→ Excerpt:
Search

Ready for School to Start? For Most Students, Not So Fast. - The New York Times

paksijenong.blogspot.com

[Want to get New York Today by email? Here’s the sign-up.]

It’s Friday.

Weather: Partly sunny, breezy and cooler, with a high from the mid-60s to near 70. Over the weekend, it’ll be sunny and crisp, with highs in the mid-60s.

Alternate-side parking: In effect today. Suspended tomorrow for Rosh Hashana. Read about the amended regulations here.


Credit...James Estrin/The New York Times

Parents, students, administrators and teachers were already waiting 10 days beyond the scheduled reopening date for New York City’s public schools to resume in-person learning.

Mayor Bill de Blasio announced on Thursday that most of them will have to wait a little more.

The decision came only days before schools were set to open their doors on Monday, and led to frustration and anger for many of the people involved, especially parents, who now have to make arrangements for their children with little lead time.

→ Study questions:
1) In the school-reopening excerpt, on what day did Mayor Bill de Blasio make his announcement?
2) Which groups of people does the school-reopening excerpt say were already waiting beyond the scheduled reopening date? List them all.

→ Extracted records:
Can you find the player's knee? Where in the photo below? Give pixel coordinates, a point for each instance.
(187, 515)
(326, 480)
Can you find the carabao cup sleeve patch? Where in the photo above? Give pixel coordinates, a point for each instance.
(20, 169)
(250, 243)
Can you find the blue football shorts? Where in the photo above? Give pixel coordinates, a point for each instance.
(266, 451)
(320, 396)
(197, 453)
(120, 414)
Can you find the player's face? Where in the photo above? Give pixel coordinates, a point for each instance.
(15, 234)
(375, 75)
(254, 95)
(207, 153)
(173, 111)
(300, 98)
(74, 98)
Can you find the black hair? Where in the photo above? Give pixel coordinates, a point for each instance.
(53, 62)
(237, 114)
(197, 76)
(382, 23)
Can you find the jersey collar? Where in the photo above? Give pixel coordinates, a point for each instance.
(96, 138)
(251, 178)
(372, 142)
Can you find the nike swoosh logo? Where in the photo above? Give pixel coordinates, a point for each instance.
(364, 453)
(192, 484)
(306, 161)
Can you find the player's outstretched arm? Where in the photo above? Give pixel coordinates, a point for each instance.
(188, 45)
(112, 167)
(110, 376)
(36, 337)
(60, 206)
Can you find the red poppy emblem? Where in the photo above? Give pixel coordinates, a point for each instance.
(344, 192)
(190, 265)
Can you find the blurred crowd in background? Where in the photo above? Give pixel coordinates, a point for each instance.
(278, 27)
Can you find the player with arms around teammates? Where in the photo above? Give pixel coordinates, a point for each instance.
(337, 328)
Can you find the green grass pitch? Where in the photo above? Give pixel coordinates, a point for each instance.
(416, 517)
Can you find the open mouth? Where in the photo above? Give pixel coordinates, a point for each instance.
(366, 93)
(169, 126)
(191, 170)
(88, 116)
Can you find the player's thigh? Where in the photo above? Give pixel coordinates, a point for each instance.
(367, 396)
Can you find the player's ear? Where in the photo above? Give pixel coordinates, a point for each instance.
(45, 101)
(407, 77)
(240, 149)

→ Outputs for the tasks:
1) Thursday

2) Parents, students, administrators and teachers